### Selected text

# Where user password is saved?



## anti (Mar 5, 2013)

/etc/passwd contains information about users, shell type and etc.
I didn't find the password of any user listed there.

I would like to ask two questions:

1- Where user passwords are stored? Are they encrypted? If, by which algorithm?
2- Can I change the shell type of any user via /etc/passwd? Is there an alternative way to do that?


----------



## wblock@ (Mar 5, 2013)

Start with master.passwd(5).


----------



## fonz (Mar 5, 2013)

anti said:
			
		

> Where user passwords are stored?


/etc/master.passwd



			
				anti said:
			
		

> Are they encrypted?


Yes, of course. It would not be very secure otherwise (he said with some feeling for understatement).



			
				anti said:
			
		

> by which algorithm?


Configurable via /etc/login.conf (see login.conf(5)). I'm not sure what the default is these days, but personally I prefer Blowfish.



			
				anti said:
			
		

> Can I change the shell type of any user via /etc/passwd?


Yes. Do make sure to use vipw(8) for that though.



			
				anti said:
			
		

> Is there an alternative way to do that?


Yes: chsh (see chpass(1), it's all the same program). And it can probably also be done with pw(8), but don't ask me what the exact command is.


----------



## _martin (Mar 5, 2013)

fonz said:
			
		

> Yes: chsh (see chpass(1), it's all the same program). And it can probably also be done with pw(8), but don't ask me what the exact command is.



Using pw you can change the user's shell: 

`# pw user mod <USER> -s /path/to/shell`


----------



## SirDice (Mar 6, 2013)

There are various tools to edit the information in both passwd and master.passwd. What fonz was trying to say is do NOT edit those files by hand (i.e. `# vi /etc/passwd`). You will end up in a world of hurt as you are bound to destroy either file, losing your accounts in the process.


----------



## fonz (Mar 6, 2013)

SirDice said:
			
		

> What @fonz was trying to say is do NOT edit those files by hand (i.e. `# vi /etc/passwd`).


Exactly. As far as I know it's fine to edit /etc/group directly, but *NOT* /etc/passwd or /etc/master.passwd.


----------

######

### Written request 1
Copy the passage from the password thread that begins at the words "I didn't find" and stops after "If, by which algorithm?".
### Written request 2
Decide whether each statement agrees with the password thread, answering yes or no and quoting the words that settle it: (a) fonz says the password encryption algorithm can be set in /etc/login.conf. (b) fonz says it is fine to edit /etc/passwd directly. (c) chsh and chpass are described as two separate programs.
### Written request 3
According to fonz in the password thread, in which file are user passwords stored?
Use nothing but the password thread as your source.

### Extracted data

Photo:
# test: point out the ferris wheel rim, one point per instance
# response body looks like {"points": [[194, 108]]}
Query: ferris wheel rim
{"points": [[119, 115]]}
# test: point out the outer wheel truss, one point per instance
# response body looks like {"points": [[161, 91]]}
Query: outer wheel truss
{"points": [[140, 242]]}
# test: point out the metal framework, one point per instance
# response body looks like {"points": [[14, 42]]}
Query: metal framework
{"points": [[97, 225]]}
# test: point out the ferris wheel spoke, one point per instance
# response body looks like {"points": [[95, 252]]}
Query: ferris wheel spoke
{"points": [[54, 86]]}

######

### Complete response 1
I didn't find the password of any user listed there.

I would like to ask two questions:

1- Where user passwords are stored? Are they encrypted? If, by which algorithm?

### Complete response 2
(a) Yes: "Configurable via /etc/login.conf (see login.conf(5))."
(b) No: "it's fine to edit /etc/group directly, but *NOT* /etc/passwd or /etc/master.passwd."
(c) No: "chsh (see chpass(1), it's all the same program)"

### Complete response 3
/etc/master.passwd